** Begin Record extracts **

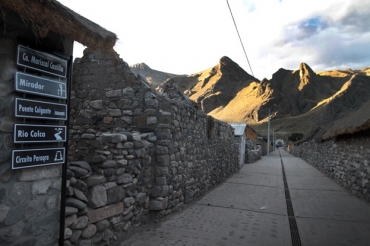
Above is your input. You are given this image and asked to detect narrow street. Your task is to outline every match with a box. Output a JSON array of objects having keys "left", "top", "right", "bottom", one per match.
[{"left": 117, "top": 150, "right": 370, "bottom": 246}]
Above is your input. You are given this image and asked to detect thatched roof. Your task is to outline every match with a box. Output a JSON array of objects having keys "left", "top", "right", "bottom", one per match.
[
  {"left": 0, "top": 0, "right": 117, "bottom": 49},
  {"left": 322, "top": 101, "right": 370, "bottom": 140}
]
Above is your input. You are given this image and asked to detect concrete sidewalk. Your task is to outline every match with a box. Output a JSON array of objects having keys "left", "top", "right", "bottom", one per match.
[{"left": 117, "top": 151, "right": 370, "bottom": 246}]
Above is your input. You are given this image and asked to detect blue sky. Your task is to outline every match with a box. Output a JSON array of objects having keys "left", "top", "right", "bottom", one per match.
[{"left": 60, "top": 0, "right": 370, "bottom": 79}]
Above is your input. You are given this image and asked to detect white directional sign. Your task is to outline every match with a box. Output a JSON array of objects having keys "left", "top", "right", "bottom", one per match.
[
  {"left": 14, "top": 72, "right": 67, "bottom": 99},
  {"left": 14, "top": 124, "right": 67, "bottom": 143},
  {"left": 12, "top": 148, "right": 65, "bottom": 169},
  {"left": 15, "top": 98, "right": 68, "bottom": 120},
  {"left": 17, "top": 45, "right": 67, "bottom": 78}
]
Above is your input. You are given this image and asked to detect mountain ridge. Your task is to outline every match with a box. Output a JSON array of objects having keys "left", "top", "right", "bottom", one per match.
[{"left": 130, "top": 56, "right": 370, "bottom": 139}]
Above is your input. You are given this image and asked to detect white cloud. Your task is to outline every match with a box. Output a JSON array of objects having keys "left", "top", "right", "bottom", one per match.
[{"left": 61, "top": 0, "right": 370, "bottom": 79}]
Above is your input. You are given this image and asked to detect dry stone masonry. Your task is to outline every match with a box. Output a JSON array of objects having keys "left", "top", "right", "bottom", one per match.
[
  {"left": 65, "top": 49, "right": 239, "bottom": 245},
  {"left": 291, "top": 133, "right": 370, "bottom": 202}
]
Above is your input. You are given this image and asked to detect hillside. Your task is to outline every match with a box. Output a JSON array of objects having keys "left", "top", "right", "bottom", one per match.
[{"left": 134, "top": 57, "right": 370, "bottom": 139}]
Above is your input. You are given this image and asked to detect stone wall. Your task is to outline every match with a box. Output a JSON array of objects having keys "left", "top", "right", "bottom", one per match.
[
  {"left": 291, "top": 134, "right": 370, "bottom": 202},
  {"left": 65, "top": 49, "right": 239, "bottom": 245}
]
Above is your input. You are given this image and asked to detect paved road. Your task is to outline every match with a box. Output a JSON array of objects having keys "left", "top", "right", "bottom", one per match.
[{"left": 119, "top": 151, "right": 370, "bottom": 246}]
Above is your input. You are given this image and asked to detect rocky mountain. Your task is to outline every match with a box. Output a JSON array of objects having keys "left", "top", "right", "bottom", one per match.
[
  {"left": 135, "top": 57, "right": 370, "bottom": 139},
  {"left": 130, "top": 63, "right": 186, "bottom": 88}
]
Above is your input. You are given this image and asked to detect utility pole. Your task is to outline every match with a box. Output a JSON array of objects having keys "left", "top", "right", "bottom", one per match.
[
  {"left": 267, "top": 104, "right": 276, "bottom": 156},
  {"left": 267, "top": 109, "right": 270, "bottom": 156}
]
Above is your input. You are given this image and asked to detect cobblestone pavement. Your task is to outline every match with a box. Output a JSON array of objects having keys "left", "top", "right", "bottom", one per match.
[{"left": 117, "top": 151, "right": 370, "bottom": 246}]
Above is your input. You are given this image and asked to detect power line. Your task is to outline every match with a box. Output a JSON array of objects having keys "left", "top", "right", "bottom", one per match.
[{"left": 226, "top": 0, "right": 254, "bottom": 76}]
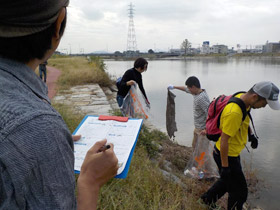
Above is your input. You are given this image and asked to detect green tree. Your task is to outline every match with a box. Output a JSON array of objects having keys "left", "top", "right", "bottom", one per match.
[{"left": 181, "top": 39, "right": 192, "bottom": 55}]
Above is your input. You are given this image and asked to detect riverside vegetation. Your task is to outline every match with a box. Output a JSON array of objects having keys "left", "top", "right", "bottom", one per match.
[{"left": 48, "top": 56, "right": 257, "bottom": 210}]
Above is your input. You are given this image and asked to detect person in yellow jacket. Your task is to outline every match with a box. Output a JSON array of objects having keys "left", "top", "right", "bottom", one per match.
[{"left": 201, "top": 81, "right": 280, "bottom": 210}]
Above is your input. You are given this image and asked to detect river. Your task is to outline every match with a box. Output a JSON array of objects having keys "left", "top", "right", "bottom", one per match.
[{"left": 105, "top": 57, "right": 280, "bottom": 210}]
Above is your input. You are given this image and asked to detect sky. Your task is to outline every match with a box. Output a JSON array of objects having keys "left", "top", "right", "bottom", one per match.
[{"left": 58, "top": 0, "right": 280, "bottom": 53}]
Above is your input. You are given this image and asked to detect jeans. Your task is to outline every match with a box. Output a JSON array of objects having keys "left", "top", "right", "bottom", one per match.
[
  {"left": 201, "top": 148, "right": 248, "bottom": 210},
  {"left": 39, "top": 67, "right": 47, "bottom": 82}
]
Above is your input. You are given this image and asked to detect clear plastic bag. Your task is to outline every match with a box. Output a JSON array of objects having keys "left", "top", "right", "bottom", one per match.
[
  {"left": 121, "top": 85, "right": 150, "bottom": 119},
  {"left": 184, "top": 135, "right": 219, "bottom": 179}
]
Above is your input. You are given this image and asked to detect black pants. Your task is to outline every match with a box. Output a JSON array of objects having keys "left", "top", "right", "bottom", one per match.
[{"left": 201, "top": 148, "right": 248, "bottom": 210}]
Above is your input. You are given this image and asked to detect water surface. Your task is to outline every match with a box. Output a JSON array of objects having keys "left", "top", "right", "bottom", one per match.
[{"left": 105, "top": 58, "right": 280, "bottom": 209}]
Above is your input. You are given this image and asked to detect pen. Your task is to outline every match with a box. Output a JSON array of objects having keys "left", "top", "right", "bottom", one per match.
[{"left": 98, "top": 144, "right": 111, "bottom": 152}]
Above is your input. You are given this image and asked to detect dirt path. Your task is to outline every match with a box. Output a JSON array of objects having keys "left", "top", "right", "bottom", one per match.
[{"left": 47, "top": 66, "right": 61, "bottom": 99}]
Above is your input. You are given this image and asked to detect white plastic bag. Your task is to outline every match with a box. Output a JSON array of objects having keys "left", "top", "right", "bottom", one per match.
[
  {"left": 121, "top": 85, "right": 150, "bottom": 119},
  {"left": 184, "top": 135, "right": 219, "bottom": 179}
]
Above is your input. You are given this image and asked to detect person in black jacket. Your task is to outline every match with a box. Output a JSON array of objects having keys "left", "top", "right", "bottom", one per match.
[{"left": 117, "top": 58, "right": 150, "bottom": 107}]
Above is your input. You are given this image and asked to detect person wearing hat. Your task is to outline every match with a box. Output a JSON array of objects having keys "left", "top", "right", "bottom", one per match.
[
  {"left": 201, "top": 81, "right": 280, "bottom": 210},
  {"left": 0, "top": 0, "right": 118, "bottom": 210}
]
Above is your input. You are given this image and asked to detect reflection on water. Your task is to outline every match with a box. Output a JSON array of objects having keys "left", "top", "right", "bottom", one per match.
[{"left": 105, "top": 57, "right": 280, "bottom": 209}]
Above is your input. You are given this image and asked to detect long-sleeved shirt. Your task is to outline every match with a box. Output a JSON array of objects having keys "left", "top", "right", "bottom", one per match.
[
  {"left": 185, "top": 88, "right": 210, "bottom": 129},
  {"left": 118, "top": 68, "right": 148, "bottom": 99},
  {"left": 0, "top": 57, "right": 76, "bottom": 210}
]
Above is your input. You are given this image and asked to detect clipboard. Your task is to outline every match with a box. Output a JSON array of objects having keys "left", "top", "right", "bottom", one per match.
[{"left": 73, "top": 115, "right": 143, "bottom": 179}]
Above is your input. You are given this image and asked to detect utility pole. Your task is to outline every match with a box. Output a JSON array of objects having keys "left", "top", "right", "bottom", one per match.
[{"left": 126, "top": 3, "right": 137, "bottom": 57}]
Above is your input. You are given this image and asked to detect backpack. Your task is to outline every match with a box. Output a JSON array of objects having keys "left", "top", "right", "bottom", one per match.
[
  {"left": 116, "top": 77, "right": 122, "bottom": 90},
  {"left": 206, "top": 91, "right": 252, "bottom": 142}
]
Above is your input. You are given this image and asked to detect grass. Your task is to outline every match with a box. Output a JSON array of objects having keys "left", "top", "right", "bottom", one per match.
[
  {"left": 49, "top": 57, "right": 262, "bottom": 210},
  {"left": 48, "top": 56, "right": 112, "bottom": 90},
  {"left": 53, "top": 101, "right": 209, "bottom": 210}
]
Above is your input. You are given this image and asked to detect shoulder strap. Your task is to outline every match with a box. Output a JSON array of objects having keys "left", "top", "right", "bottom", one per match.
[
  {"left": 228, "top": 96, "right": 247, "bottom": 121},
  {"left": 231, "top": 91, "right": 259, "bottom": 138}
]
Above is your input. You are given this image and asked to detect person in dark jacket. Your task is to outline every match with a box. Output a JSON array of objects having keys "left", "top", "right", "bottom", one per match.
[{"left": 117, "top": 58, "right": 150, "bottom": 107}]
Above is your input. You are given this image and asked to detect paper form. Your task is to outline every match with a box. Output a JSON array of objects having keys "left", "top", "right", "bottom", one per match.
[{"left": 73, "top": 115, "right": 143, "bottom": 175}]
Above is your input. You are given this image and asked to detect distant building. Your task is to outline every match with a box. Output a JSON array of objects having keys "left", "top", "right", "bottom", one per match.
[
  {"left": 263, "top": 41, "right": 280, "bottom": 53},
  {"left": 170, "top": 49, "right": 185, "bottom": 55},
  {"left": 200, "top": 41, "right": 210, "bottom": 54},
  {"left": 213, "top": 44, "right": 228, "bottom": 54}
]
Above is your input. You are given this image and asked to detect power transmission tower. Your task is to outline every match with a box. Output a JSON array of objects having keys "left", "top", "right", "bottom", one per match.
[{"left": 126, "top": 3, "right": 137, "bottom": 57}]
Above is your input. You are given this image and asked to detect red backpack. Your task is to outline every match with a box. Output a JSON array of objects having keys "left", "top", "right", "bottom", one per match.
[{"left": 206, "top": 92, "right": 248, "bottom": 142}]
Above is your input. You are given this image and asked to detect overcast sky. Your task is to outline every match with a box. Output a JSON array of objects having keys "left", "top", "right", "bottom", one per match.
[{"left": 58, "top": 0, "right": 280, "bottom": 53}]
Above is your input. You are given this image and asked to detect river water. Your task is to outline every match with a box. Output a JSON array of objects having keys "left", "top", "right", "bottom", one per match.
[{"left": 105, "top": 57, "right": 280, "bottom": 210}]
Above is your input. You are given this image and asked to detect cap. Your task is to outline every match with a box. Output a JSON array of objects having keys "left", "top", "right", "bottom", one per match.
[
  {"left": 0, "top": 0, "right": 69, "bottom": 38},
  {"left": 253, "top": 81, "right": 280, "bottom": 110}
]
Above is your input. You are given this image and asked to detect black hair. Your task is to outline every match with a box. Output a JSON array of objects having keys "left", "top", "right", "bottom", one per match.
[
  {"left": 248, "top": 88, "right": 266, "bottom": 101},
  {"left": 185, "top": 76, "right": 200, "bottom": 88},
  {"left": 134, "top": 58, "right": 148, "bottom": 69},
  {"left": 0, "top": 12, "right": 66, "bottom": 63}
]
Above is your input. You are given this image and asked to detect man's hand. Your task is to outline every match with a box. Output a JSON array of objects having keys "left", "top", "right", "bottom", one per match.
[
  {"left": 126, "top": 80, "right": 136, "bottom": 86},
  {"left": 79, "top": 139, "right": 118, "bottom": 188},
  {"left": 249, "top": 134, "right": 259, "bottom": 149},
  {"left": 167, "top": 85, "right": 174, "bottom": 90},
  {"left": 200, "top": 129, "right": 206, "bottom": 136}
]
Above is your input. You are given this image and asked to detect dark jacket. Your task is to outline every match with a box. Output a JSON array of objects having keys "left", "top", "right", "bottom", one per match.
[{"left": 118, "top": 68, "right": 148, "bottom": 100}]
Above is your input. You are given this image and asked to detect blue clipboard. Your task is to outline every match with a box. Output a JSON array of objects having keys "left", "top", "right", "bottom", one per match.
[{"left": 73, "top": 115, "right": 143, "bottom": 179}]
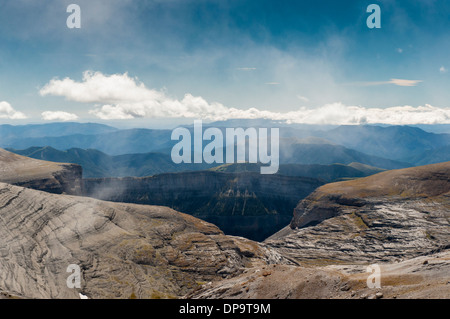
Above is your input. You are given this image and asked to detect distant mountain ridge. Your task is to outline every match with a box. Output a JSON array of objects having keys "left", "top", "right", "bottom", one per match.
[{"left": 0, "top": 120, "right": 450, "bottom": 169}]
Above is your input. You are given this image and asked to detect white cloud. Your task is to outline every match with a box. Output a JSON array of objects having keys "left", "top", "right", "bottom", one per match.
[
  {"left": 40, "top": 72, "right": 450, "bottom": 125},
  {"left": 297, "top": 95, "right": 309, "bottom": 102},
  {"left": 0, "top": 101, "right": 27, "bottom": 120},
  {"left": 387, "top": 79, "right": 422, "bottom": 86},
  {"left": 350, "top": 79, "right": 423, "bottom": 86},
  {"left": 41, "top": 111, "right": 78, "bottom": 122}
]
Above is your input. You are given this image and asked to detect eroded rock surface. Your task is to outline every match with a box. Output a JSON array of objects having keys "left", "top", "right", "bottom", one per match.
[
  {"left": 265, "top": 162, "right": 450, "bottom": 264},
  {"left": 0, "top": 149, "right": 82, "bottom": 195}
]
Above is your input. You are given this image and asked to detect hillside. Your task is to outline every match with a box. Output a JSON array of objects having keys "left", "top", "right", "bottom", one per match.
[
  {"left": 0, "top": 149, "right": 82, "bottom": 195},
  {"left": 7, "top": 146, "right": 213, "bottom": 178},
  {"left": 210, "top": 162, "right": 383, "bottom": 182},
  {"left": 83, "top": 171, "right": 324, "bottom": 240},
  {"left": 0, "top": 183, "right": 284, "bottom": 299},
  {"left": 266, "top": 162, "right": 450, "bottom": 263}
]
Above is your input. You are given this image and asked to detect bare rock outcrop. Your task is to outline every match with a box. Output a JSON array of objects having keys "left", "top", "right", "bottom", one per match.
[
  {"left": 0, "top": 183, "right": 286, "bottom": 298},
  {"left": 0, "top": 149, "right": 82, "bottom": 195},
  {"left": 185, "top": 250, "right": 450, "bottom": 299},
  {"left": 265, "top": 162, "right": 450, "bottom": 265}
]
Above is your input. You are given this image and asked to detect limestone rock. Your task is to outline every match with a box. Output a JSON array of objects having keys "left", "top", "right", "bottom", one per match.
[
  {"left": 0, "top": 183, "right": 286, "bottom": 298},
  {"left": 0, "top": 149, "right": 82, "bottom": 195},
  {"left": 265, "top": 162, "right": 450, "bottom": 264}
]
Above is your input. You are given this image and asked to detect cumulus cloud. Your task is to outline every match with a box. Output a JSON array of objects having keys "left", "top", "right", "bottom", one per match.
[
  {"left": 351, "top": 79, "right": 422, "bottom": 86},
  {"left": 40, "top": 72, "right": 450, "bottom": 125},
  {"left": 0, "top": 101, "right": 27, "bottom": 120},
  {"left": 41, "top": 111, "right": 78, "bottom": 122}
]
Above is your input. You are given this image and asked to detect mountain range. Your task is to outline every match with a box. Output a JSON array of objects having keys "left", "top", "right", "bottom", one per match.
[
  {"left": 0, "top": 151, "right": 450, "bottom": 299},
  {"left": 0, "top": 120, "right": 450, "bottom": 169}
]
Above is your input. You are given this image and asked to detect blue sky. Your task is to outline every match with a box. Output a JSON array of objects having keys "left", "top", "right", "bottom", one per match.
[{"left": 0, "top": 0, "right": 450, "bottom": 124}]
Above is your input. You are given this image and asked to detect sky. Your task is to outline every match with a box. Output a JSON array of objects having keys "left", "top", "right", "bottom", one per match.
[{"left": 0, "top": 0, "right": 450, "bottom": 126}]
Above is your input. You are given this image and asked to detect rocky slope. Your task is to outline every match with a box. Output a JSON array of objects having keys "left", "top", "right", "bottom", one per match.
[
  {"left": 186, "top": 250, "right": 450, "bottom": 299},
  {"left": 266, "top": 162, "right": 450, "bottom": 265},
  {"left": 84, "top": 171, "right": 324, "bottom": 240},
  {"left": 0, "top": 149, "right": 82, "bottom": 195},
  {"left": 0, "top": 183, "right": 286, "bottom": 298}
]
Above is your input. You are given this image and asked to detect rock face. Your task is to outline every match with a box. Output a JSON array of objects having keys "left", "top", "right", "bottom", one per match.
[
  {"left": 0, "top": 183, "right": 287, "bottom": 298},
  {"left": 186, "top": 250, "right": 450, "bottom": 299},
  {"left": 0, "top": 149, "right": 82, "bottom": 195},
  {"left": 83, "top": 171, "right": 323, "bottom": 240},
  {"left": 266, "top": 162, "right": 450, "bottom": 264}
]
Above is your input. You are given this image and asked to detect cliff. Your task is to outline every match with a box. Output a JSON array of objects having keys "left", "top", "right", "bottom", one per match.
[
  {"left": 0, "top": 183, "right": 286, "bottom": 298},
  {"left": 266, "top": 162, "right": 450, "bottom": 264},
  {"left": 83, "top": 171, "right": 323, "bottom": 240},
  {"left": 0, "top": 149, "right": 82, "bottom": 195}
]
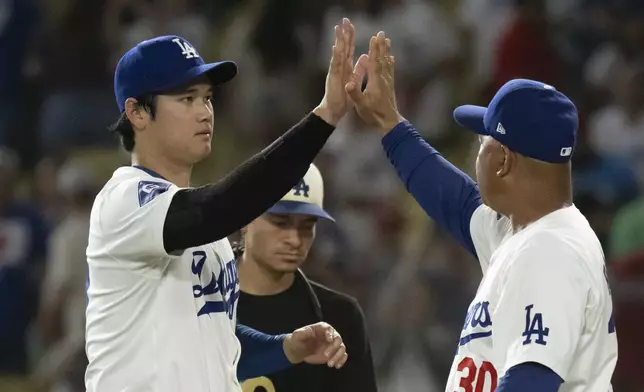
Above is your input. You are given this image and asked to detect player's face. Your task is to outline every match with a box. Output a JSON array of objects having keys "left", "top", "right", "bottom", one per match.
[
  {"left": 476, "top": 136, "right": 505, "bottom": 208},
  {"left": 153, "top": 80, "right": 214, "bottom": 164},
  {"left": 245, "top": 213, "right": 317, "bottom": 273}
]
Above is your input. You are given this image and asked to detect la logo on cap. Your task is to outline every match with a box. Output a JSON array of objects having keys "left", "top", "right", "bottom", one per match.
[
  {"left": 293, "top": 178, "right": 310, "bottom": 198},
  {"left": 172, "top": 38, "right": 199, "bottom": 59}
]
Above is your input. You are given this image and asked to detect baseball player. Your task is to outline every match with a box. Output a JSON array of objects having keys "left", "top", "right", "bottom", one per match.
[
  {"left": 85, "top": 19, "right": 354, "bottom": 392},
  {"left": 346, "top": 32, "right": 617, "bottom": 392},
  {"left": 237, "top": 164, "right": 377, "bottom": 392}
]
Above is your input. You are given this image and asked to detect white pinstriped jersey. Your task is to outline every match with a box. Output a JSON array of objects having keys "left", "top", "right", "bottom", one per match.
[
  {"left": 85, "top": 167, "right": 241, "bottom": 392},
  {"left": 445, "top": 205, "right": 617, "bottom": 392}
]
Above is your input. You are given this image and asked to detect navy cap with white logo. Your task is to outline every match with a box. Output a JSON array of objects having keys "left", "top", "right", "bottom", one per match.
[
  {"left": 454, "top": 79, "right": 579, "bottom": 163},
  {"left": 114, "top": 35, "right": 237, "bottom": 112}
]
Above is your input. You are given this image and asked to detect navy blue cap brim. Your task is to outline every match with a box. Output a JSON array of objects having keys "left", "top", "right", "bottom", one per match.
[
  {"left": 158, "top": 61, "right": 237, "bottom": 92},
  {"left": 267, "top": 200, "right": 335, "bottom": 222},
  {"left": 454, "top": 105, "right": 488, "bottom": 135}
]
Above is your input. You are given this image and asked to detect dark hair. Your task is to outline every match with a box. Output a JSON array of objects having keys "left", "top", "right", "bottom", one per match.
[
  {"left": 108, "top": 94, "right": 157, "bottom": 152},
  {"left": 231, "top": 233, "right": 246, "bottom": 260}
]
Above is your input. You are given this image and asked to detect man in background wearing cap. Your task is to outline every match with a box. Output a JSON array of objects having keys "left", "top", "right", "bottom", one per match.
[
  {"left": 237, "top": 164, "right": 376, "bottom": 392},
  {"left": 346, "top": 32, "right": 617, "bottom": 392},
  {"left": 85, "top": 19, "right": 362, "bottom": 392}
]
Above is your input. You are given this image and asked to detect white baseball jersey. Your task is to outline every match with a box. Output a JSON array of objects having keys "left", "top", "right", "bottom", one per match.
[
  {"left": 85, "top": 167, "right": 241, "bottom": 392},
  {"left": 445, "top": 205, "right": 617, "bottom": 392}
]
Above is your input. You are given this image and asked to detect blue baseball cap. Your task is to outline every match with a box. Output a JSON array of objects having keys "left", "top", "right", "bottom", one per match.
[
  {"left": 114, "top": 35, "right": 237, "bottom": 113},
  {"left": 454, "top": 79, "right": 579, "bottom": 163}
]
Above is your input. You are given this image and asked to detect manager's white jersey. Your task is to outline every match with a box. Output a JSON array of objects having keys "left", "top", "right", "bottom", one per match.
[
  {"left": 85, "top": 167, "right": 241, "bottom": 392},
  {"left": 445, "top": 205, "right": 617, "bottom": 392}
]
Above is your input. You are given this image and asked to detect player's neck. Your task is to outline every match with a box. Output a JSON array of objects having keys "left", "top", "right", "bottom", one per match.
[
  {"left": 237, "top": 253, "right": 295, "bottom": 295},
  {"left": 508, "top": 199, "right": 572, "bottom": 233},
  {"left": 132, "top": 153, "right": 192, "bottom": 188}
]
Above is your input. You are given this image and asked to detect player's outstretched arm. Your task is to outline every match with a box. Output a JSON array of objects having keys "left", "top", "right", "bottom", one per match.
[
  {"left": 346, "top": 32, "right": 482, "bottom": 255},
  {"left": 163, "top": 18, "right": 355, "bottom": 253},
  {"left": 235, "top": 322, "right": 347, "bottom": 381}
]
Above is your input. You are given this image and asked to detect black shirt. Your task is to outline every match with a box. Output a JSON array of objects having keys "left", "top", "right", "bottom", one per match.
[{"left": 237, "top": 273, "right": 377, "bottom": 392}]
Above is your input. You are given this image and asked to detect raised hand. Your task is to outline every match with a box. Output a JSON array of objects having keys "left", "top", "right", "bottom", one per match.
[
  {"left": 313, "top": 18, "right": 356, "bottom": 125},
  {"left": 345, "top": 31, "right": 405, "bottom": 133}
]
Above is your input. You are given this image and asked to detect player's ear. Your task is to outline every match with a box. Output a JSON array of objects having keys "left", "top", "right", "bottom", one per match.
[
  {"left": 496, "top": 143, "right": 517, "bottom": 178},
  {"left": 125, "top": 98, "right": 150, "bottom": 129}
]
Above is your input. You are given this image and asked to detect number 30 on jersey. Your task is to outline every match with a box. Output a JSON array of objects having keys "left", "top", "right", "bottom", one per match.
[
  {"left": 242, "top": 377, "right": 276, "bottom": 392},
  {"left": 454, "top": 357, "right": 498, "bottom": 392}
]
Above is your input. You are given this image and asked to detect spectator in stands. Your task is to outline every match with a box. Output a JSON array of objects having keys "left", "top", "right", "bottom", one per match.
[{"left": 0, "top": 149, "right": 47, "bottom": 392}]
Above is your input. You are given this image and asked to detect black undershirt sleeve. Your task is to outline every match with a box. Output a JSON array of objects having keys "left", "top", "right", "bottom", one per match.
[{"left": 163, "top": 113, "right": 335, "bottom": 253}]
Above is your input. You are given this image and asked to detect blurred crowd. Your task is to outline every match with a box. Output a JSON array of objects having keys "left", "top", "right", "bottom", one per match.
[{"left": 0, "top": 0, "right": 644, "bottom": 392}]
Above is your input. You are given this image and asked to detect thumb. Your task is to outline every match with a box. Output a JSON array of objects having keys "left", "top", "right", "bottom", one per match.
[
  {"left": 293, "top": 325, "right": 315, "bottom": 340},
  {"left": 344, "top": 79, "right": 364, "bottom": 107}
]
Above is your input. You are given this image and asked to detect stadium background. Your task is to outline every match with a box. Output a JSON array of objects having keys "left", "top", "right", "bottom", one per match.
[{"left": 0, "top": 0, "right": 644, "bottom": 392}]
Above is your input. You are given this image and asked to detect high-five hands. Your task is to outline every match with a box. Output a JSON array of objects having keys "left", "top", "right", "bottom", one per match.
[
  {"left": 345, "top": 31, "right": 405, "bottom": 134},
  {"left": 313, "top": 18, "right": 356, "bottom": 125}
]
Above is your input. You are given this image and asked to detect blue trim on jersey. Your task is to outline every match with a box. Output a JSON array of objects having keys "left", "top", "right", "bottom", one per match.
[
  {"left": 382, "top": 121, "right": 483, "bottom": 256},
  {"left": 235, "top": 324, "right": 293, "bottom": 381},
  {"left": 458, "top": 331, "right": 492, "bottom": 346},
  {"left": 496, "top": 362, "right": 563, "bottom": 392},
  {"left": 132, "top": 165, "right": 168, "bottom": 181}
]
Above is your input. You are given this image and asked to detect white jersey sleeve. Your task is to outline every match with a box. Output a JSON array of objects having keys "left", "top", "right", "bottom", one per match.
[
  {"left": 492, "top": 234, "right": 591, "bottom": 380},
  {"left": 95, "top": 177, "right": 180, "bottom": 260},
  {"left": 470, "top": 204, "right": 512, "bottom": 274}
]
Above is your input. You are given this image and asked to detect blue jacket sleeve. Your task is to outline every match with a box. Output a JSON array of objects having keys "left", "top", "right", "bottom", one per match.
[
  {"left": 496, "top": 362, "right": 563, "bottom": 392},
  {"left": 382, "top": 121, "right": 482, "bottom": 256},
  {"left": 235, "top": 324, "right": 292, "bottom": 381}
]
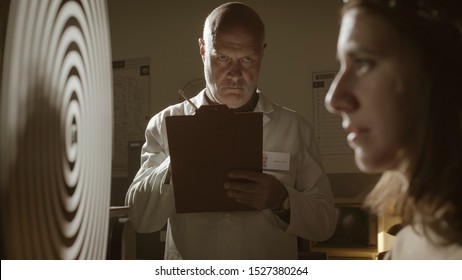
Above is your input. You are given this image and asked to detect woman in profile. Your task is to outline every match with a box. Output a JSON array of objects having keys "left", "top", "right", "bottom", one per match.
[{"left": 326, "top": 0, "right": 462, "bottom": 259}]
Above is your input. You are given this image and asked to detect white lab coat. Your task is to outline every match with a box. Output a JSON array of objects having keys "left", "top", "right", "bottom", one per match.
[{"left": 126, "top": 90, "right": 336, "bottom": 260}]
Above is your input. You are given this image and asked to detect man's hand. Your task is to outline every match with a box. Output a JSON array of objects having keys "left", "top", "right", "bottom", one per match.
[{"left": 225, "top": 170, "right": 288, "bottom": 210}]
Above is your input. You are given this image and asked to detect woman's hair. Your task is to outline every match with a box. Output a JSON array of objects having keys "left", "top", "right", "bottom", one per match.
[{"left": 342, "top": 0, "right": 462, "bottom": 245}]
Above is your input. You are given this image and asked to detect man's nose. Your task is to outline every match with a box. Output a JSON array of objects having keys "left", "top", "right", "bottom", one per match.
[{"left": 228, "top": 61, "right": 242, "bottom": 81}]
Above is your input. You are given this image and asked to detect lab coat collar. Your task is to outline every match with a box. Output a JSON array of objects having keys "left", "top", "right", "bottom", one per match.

** End Record extracts **

- What the task asks: State how many lines of the material above contain the string "player", matching case exactly, and give only the number.

- Written answer: 5